- _Goal_:
Pull out each line in the items below that contains the word "tower".

- _Supplied material_:
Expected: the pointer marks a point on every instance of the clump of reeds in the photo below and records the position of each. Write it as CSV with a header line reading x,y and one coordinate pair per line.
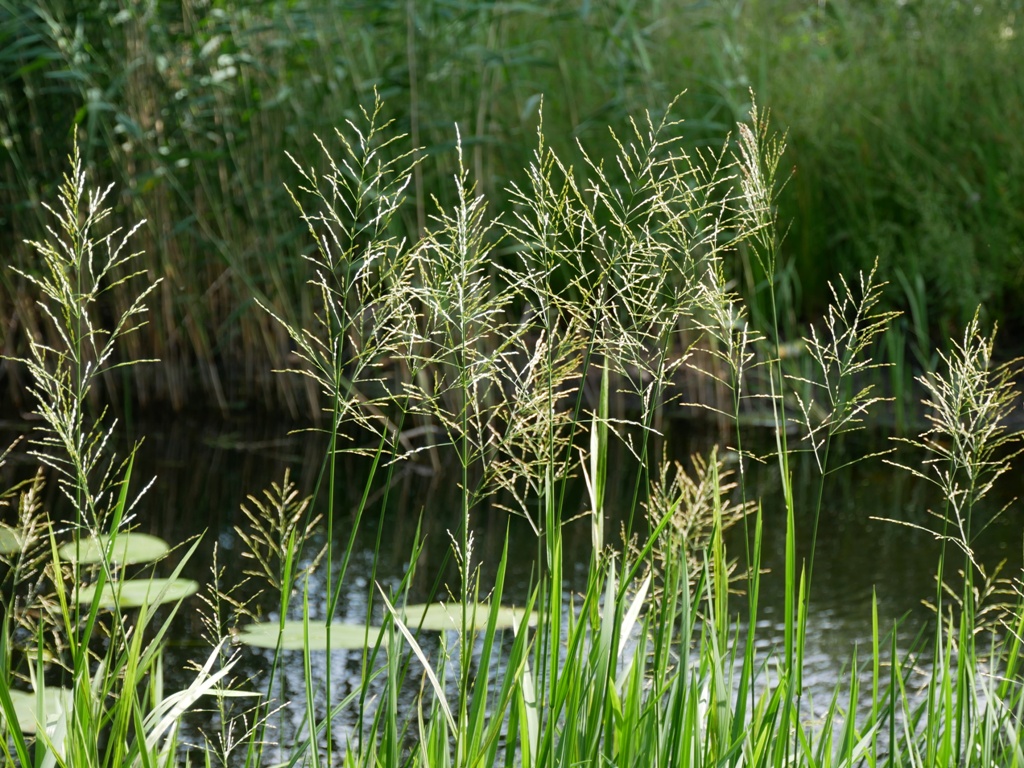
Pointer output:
x,y
95,672
429,350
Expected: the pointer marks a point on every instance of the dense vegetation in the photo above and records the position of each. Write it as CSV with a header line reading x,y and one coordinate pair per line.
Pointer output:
x,y
903,120
427,346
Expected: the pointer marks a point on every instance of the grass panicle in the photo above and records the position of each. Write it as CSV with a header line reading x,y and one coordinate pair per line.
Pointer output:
x,y
521,373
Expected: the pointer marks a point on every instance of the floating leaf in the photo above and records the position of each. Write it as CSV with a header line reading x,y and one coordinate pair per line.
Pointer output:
x,y
135,593
441,616
10,540
128,549
343,636
56,701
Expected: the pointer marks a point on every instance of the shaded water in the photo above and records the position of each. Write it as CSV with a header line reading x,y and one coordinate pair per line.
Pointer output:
x,y
205,470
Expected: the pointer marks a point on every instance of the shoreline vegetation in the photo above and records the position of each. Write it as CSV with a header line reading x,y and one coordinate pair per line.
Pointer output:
x,y
431,345
902,122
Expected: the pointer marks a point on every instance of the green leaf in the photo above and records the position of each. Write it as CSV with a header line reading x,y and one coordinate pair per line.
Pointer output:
x,y
441,616
127,549
55,702
293,635
135,593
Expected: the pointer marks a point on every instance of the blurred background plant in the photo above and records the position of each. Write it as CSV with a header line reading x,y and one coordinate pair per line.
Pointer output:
x,y
902,120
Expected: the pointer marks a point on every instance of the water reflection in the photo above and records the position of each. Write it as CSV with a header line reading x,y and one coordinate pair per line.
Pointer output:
x,y
205,471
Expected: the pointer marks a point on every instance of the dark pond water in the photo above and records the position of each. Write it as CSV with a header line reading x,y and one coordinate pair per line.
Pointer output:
x,y
205,470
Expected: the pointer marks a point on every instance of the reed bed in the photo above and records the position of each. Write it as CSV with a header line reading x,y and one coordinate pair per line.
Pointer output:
x,y
902,118
429,346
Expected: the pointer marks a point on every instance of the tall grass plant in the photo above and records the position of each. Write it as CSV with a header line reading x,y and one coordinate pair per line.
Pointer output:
x,y
426,347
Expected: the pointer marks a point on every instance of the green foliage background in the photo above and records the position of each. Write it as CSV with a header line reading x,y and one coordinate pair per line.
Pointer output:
x,y
904,125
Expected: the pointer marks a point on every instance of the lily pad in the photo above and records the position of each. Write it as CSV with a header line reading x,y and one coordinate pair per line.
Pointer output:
x,y
10,540
135,593
128,549
56,701
443,616
343,636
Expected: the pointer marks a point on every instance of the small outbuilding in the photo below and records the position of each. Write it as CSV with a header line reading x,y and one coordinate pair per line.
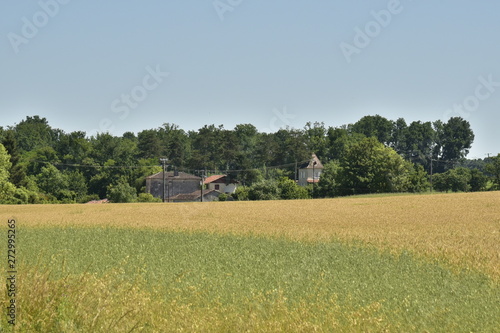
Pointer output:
x,y
175,183
310,172
221,183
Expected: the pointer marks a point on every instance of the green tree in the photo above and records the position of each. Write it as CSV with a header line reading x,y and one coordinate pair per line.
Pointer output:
x,y
457,139
459,179
265,190
440,182
374,126
5,164
418,179
17,170
34,132
121,192
289,189
53,182
493,167
478,180
370,167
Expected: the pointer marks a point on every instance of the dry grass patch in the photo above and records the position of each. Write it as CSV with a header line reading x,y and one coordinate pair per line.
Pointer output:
x,y
463,229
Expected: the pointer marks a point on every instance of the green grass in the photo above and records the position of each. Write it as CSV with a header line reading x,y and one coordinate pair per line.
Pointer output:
x,y
207,282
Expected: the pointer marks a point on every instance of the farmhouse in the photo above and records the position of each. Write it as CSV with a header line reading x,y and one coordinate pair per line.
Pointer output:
x,y
175,183
310,172
221,183
209,195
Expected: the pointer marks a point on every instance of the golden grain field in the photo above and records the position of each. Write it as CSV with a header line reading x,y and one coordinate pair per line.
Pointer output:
x,y
462,229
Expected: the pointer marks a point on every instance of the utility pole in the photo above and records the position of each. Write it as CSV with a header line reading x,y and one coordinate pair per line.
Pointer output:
x,y
163,162
202,182
431,175
295,174
314,163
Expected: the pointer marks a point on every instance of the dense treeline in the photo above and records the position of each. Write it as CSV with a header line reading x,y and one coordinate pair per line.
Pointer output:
x,y
39,163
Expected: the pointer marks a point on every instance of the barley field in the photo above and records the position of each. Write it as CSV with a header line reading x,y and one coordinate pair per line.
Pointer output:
x,y
409,263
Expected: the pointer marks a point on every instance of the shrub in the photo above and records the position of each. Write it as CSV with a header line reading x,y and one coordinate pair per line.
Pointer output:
x,y
147,197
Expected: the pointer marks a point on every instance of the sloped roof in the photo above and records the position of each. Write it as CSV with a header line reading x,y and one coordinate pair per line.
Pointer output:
x,y
191,196
218,179
170,174
309,165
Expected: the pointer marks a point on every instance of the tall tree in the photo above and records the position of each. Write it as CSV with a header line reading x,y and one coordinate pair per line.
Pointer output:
x,y
375,126
457,139
371,167
17,171
493,168
34,132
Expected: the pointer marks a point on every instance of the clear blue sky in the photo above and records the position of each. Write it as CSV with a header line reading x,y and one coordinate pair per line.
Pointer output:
x,y
268,63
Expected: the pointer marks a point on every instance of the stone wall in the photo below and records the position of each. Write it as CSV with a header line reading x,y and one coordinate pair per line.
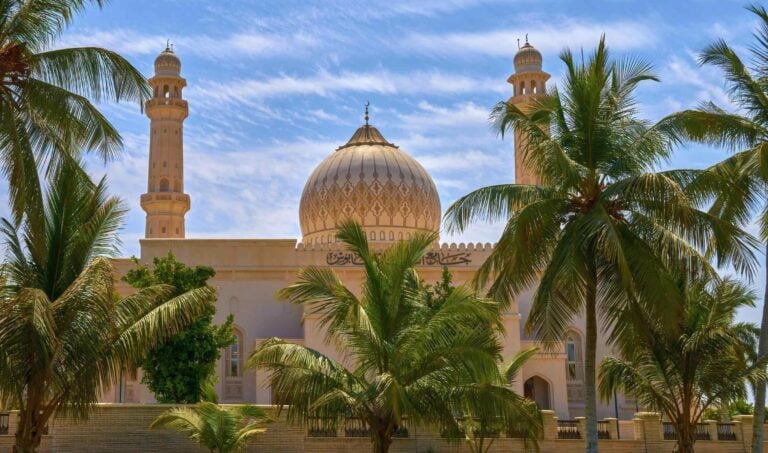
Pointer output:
x,y
119,428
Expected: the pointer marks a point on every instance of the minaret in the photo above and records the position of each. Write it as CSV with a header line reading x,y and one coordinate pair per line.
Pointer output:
x,y
528,81
165,201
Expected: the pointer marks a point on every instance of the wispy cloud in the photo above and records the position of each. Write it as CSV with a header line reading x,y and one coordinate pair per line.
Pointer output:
x,y
326,83
246,43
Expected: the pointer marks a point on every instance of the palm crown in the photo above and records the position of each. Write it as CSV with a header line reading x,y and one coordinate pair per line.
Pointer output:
x,y
221,429
46,94
64,335
409,356
736,187
704,360
602,230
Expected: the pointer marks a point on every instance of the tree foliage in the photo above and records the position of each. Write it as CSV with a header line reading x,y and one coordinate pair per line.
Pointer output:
x,y
220,429
177,370
64,336
46,109
408,359
602,232
740,182
702,360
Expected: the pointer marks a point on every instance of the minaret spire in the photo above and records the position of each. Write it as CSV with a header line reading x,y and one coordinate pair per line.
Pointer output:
x,y
165,201
528,82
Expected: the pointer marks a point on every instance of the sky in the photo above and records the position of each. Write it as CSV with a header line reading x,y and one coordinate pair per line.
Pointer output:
x,y
275,86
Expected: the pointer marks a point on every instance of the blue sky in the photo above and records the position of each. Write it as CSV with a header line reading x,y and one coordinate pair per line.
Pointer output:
x,y
275,86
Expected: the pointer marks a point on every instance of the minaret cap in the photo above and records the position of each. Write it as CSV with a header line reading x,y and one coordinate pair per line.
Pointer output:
x,y
167,63
527,59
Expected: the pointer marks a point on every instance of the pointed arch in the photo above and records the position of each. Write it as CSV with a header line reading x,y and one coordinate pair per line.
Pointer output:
x,y
538,388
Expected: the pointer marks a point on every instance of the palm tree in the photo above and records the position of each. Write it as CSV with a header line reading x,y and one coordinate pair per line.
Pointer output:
x,y
488,410
407,353
64,336
685,370
601,230
45,93
745,174
220,429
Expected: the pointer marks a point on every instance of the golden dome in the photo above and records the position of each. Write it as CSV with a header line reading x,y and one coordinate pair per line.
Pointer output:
x,y
373,182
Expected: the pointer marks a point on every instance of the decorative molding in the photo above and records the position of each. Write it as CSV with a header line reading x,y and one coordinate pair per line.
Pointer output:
x,y
429,259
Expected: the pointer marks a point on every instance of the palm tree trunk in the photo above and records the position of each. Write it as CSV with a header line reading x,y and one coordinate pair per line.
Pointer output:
x,y
762,349
382,439
684,438
590,362
28,432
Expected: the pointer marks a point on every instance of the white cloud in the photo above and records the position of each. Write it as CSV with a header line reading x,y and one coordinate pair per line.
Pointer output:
x,y
549,38
325,83
463,115
706,82
248,43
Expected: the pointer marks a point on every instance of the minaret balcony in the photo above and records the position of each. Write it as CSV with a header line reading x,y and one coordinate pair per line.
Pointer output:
x,y
170,202
166,103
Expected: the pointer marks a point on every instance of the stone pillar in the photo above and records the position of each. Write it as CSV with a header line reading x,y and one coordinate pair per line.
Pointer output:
x,y
648,428
550,424
737,430
582,422
744,429
613,427
712,428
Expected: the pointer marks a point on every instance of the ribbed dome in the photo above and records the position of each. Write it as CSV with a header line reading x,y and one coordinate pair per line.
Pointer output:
x,y
373,182
167,63
527,58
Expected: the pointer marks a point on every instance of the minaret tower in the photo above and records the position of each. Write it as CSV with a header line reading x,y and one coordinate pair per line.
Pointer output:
x,y
165,201
528,82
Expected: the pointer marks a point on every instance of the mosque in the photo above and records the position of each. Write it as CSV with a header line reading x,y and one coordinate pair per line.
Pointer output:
x,y
368,179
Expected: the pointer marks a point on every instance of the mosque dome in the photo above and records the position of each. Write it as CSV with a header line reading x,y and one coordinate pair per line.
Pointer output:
x,y
167,63
527,58
373,182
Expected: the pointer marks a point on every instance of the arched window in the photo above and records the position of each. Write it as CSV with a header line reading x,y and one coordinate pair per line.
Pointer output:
x,y
537,389
233,358
574,369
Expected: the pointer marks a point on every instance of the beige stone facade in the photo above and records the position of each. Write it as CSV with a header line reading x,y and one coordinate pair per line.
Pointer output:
x,y
124,428
367,179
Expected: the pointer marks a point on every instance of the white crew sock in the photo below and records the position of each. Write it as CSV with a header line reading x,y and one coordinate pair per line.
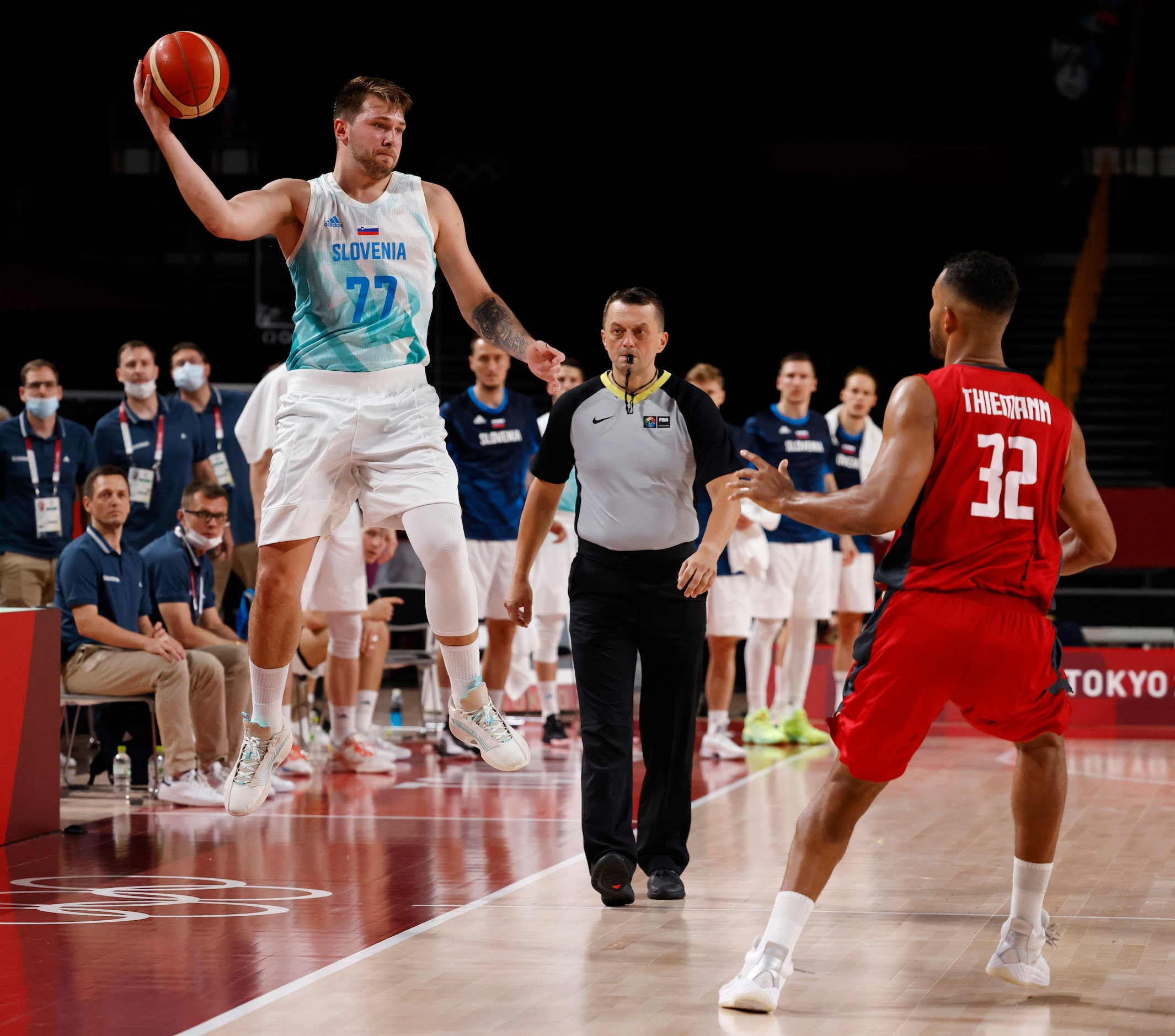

- _Task response_:
Expected: the pointer marks a point on every instance of the minaret tower in the photo above and records the position of each. Write it as CSV with a header line reading x,y and one coordinate pair per line.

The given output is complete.